• **Exercise inputs**
- - -

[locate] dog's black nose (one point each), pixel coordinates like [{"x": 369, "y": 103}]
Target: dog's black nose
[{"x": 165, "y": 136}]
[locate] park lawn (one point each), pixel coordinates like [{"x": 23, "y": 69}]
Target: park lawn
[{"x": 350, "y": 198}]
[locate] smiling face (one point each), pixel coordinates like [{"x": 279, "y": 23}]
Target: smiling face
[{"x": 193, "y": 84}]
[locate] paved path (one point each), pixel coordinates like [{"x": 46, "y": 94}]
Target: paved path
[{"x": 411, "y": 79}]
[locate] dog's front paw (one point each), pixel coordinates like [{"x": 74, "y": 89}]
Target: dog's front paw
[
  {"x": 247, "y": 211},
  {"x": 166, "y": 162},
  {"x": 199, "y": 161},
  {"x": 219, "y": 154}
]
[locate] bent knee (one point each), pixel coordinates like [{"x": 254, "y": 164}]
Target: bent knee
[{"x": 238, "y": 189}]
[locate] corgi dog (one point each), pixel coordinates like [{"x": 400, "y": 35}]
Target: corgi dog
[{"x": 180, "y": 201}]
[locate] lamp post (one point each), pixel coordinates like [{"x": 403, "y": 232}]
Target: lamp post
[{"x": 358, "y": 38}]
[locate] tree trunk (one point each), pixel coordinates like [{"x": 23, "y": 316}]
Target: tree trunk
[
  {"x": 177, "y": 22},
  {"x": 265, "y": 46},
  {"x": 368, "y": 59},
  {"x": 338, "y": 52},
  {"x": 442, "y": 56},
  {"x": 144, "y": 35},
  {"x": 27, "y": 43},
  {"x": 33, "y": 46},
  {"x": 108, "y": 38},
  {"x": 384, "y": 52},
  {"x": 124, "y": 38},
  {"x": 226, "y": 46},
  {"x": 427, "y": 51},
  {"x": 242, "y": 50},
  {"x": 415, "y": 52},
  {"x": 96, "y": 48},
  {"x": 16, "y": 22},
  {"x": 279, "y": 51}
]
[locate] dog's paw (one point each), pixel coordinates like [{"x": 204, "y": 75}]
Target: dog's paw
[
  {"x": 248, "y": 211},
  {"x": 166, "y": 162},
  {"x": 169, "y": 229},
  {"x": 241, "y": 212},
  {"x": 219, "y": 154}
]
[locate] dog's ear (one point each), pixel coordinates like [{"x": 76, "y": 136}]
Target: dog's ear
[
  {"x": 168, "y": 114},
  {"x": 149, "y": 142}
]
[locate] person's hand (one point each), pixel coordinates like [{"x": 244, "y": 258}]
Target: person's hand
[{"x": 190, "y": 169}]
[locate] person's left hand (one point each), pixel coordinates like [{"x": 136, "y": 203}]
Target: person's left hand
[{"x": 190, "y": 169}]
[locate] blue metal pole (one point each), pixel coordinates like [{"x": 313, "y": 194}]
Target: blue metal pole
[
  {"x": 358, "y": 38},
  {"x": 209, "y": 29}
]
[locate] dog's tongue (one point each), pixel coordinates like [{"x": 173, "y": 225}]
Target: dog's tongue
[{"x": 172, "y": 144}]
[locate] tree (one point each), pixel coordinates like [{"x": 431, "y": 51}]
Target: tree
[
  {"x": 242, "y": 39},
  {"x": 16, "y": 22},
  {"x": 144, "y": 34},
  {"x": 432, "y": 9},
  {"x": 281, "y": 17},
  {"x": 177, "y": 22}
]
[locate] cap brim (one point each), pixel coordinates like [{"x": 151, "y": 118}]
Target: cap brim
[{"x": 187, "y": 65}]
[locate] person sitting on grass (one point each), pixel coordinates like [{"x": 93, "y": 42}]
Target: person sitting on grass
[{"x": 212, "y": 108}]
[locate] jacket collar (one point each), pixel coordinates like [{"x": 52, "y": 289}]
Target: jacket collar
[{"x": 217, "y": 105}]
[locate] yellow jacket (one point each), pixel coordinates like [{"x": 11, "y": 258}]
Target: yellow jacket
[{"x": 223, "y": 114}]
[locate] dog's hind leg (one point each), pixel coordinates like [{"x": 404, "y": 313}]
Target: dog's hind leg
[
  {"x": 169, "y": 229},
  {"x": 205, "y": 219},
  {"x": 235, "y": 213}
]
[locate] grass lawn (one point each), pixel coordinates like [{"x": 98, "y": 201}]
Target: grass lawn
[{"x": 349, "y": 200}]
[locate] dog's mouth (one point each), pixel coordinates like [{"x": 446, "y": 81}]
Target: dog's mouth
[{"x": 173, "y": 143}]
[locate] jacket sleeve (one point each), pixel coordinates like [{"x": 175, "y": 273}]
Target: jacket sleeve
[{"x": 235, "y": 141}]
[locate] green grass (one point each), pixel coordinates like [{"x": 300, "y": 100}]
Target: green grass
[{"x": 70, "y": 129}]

- - -

• **Requirement**
Output every line of the records above as a JSON list of strings, with one string per line and blank lines omitted.

• **Response below**
[
  "[locate] dog's black nose (one point each), pixel coordinates like [{\"x\": 369, \"y\": 103}]",
  "Target: dog's black nose",
  "[{\"x\": 165, \"y\": 136}]",
  "[locate] park lawn (one point each), pixel coordinates like [{\"x\": 23, \"y\": 69}]",
  "Target: park lawn",
  "[{\"x\": 350, \"y\": 198}]",
  "[locate] smiling face (one point each), pixel coordinates like [{\"x\": 279, \"y\": 23}]",
  "Target: smiling face",
  "[{\"x\": 193, \"y\": 84}]",
  "[locate] paved path (one point each), pixel coordinates like [{\"x\": 46, \"y\": 94}]",
  "Target: paved path",
  "[{\"x\": 411, \"y\": 79}]",
  "[locate] dog's front paw (one point each), pixel coordinates like [{\"x\": 74, \"y\": 89}]",
  "Target: dog's front paw",
  "[",
  "  {\"x\": 247, \"y\": 211},",
  "  {\"x\": 166, \"y\": 162},",
  "  {\"x\": 199, \"y\": 161},",
  "  {\"x\": 219, \"y\": 154}",
  "]",
  "[locate] bent knee (one point each), pixel coordinates like [{\"x\": 254, \"y\": 164}]",
  "Target: bent knee",
  "[{\"x\": 238, \"y\": 189}]",
  "[locate] corgi dog (one point each), pixel coordinates like [{\"x\": 400, \"y\": 35}]",
  "Target: corgi dog",
  "[{\"x\": 180, \"y\": 201}]",
  "[locate] lamp post (one point each), pixel coordinates like [{\"x\": 403, \"y\": 232}]",
  "Target: lamp post",
  "[{\"x\": 358, \"y\": 38}]",
  "[locate] tree trunk (one point each), pixel coordinates like [{\"x\": 23, \"y\": 316}]",
  "Target: tree trunk",
  "[",
  "  {\"x\": 177, \"y\": 22},",
  "  {\"x\": 265, \"y\": 46},",
  "  {\"x\": 368, \"y\": 59},",
  "  {\"x\": 338, \"y\": 52},",
  "  {\"x\": 442, \"y\": 56},",
  "  {\"x\": 144, \"y\": 35},",
  "  {\"x\": 27, \"y\": 43},",
  "  {\"x\": 33, \"y\": 46},",
  "  {\"x\": 108, \"y\": 38},",
  "  {\"x\": 384, \"y\": 52},",
  "  {\"x\": 124, \"y\": 38},",
  "  {\"x\": 226, \"y\": 46},",
  "  {\"x\": 427, \"y\": 51},",
  "  {\"x\": 242, \"y\": 50},",
  "  {\"x\": 415, \"y\": 52},",
  "  {\"x\": 96, \"y\": 48},",
  "  {\"x\": 16, \"y\": 22},",
  "  {\"x\": 279, \"y\": 51}",
  "]",
  "[locate] dog's paw (one point each), pixel coordinates like [{\"x\": 204, \"y\": 75}]",
  "Target: dog's paw",
  "[",
  "  {\"x\": 248, \"y\": 211},",
  "  {\"x\": 166, \"y\": 162},",
  "  {\"x\": 169, \"y\": 229},",
  "  {\"x\": 241, \"y\": 212},",
  "  {\"x\": 219, \"y\": 154}",
  "]",
  "[locate] dog's ear (one point each), pixel coordinates like [{\"x\": 76, \"y\": 136}]",
  "Target: dog's ear",
  "[",
  "  {\"x\": 168, \"y\": 114},",
  "  {\"x\": 149, \"y\": 142}",
  "]",
  "[locate] person's hand (one point each), pixel coordinates like [{\"x\": 244, \"y\": 258}]",
  "Target: person's hand",
  "[{\"x\": 190, \"y\": 169}]",
  "[locate] person's left hand (one point each), pixel coordinates like [{\"x\": 136, \"y\": 203}]",
  "Target: person's left hand",
  "[{\"x\": 190, \"y\": 169}]",
  "[locate] blue metal pole (one point each), pixel coordinates like [{\"x\": 313, \"y\": 194}]",
  "Target: blue metal pole",
  "[",
  "  {\"x\": 358, \"y\": 38},",
  "  {\"x\": 209, \"y\": 29}",
  "]",
  "[locate] dog's tongue (one point each), pixel coordinates like [{\"x\": 173, \"y\": 225}]",
  "Target: dog's tongue",
  "[{\"x\": 172, \"y\": 144}]",
  "[locate] tree (one point each), pixel coordinates like [{\"x\": 431, \"y\": 51}]",
  "Target: tree",
  "[",
  "  {\"x\": 242, \"y\": 39},",
  "  {\"x\": 16, \"y\": 22},",
  "  {\"x\": 144, \"y\": 34},",
  "  {\"x\": 432, \"y\": 9},",
  "  {\"x\": 281, \"y\": 17},",
  "  {\"x\": 177, \"y\": 22}",
  "]",
  "[locate] cap brim (one point each), pixel coordinates like [{\"x\": 151, \"y\": 118}]",
  "Target: cap brim",
  "[{\"x\": 187, \"y\": 65}]",
  "[locate] person sitting on grass (one point each), pixel coordinates like [{\"x\": 93, \"y\": 42}]",
  "Target: person sitting on grass",
  "[{\"x\": 212, \"y\": 108}]",
  "[locate] jacket collar (one point each), pixel coordinates like [{\"x\": 52, \"y\": 289}]",
  "Target: jacket collar",
  "[{\"x\": 217, \"y\": 105}]",
  "[locate] yellow jacket (one point each), pixel coordinates like [{\"x\": 11, \"y\": 258}]",
  "Target: yellow jacket",
  "[{\"x\": 223, \"y\": 114}]",
  "[locate] dog's hind leg (one point each), pixel coordinates like [{\"x\": 404, \"y\": 313}]",
  "Target: dog's hind leg",
  "[",
  "  {\"x\": 169, \"y\": 229},",
  "  {\"x\": 205, \"y\": 219},",
  "  {\"x\": 235, \"y\": 213}",
  "]",
  "[locate] grass lawn (one point each), pixel coordinates like [{\"x\": 98, \"y\": 201}]",
  "Target: grass lawn",
  "[{\"x\": 349, \"y\": 200}]",
  "[locate] dog's mouth (one point each), pixel coordinates like [{\"x\": 446, \"y\": 81}]",
  "Target: dog's mouth",
  "[{\"x\": 173, \"y\": 143}]",
  "[locate] jacket sleeve (one point each), pixel coordinates like [{\"x\": 175, \"y\": 273}]",
  "Target: jacket sleeve",
  "[{\"x\": 235, \"y\": 141}]",
  "[locate] green grass (one point each), pixel coordinates like [{\"x\": 300, \"y\": 100}]",
  "Target: green grass",
  "[{\"x\": 70, \"y\": 129}]"
]